- [LISTING]
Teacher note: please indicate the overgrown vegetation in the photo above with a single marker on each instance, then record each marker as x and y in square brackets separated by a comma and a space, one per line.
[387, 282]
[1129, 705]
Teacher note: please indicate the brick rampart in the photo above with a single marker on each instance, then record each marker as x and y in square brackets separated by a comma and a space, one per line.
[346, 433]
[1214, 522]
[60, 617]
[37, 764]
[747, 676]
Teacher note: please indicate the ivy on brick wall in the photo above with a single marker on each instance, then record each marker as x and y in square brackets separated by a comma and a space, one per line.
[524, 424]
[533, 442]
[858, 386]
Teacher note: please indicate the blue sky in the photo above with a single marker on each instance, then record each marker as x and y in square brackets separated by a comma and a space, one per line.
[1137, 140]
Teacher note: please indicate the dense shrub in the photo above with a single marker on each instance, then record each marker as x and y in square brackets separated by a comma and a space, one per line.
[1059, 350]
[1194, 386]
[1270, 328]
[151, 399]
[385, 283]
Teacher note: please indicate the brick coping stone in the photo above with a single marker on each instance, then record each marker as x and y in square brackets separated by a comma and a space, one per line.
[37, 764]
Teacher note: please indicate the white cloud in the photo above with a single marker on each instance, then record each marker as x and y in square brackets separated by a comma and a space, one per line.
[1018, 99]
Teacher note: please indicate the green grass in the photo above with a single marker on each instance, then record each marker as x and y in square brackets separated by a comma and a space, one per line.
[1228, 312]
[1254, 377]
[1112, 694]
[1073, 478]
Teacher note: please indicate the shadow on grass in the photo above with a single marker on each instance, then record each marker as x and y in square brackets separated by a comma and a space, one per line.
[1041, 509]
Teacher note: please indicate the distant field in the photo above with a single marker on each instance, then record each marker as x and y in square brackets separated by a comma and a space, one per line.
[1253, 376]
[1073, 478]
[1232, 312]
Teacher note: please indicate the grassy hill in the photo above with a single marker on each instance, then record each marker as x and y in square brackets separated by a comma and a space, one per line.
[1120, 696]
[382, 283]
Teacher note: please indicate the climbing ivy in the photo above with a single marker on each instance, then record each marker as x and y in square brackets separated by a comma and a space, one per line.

- [EXERCISE DESCRIPTION] Please write out the records again from the start through the line containing "[1137, 140]", substituting "dot" for every "marker" and leaving everything else unchanged.

- [EXERCISE RESPONSE]
Teacher note: please indicate the overgrown vegetation in the photo above with a single dot on each instance, then record each dot as x and y in square brackets separated by a comma and a space, one per line.
[387, 282]
[1129, 705]
Teacher note: please indicate the brick rampart in the photo above with a single dot on each instance, then record each dot as x and y in square brackets separated by a comma and a space, one per line.
[346, 433]
[1214, 522]
[60, 617]
[37, 764]
[747, 676]
Teacher note: please indicate the ivy on brick wall in the photo above with a single dot on each instance, then record each dot as x and y in square brackets separated by a comma and a space, one per line.
[524, 424]
[533, 442]
[858, 386]
Teacher note: please indicate the blue sky in the photo above with a single dot on each instance, then record each dot as x and y in square brackets separated by a comma and a space, one per line.
[1137, 140]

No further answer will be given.